§ **OBJECTIVE**
Print everything in the Marakafé recipe from "MACAÉ 62% SOFT" down to "at 140/160°F (60/70°C).", word for word.

§ **TEXT SECTION**

----

Professional

Marakafé

Made with Macaé 62%

David Briand - EXECUTIVE PASTRY CHEF ÉCOLE VALRHONA

8 steps

For 5 Large U-shaped Yule logs

Recipe Step by Step

01

COFFEE CRÈME ANGLAISE

  • 155g Pure Arabica coffee beans
  • 470g Heavy cream 36%
  • 1100g Whole milk
  • 315g Whole eggs
  • 125g Sugar
  • 2165g Total weight
Leave the slightly crushed coffee beans in the oven at 300°F (150°C) for approx. 5 minutes.
Heat the cream and infuse the coffee beans in it for approx. 30 minutes. Strain, then add more milk to ensure the weight
is correct.
Mix the eggs and sugar without beating too much. Bring the cream and milk to a boil and combine the two mixtures.
Heat the mixture to 185°F (84°C) and mix with an immersion blender until it is homogeneous.
Use immediately or cool down quickly and store in the refrigerator.
02

MACAÉ & COFFEE INTENSE CRÉMEUX

  • 2020g Coffee crème anglaise
  • 1080g MACAÉ 62%
  • 3100g Total weight
Weigh out the amount of hot coffee crème anglaise required for the recipe.
Slowly combine the warm mixture with the partially melted chocolate to make an emulsion using a spatula.
Mix straight away thoroughly using an immersion blender to make a perfect emulsion.
Ideally, leave to set in the refrigerator for 12 hours at 40°F (4°C).
03

PASSION FRUIT GEL

 

  • 45g Cold inulin
  • 860g 100% passion fruit purée
  • 110g Sugar
  • 15g Gelatin powder 220
  • 75g Bloom Water for the gelatin
  • 1105g Total weight
Mix the cold inulin into the passion fruit purée.
Add the sugar and the hydrated gelatin to a portion of the passion fruit purée. Heat this up.
Mix with the cold portion of passion fruit purée and leave to set in the refrigerator.
04

MACAÉ 62% SOFT GLAZE

  • 395g Heavy cream 36%
  • 560g MACAÉ 62%
  • 1050g Absolu Cristal neutral glaze
  • 2005g Total weight
Make a ganache with the hot cream and chocolate, then add the melted Absolu Cristal Neutral Glaze at 140/160°F (60/70°C).
Mix with an immersion blender until the emulsion is perfect, taking care not to incorporate any air bubbles.
Strain. Store in the refrigerator.
05

COFFEE AND ALMOND STREUSEL

  • 120g European-style butter
  • 120g Brown sugar
  • 120g All-purpose flour
  • 120g Extra fine blanched almond flour
  • 2g Fleur de sel
  • 8g Instant coffee powder
  • 490g Total weight
Combine all the ingredients together.
Sift through a sieve onto a tray covered with a perforated silicone mat.
06

SOFT EXTRA AMER 67% SPONGE

  • 525g Egg whites
  • 290g Sugar
  • 260g Egg yolks
  • 290g European-style butter
  • 650g EXTRA AMER 67%
  • 90g All-purpose flour
  • 2105g Total weight
Whisk the egg whites while gradually adding the sugar.

----

§ **DATA EXCERPT**
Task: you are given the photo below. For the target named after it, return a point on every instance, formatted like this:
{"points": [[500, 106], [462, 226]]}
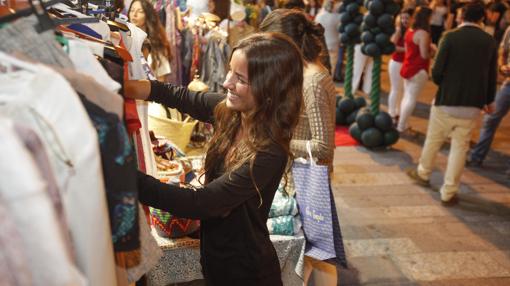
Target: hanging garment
{"points": [[150, 161], [93, 91], [86, 63], [186, 55], [119, 170], [215, 63], [24, 192], [14, 268], [134, 41], [42, 99], [21, 37], [36, 148], [175, 39]]}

----

§ **EXPECTED OUTPUT**
MACAÉ 62% SOFT GLAZE

  • 395g Heavy cream 36%
  • 560g MACAÉ 62%
  • 1050g Absolu Cristal neutral glaze
  • 2005g Total weight
Make a ganache with the hot cream and chocolate, then add the melted Absolu Cristal Neutral Glaze at 140/160°F (60/70°C).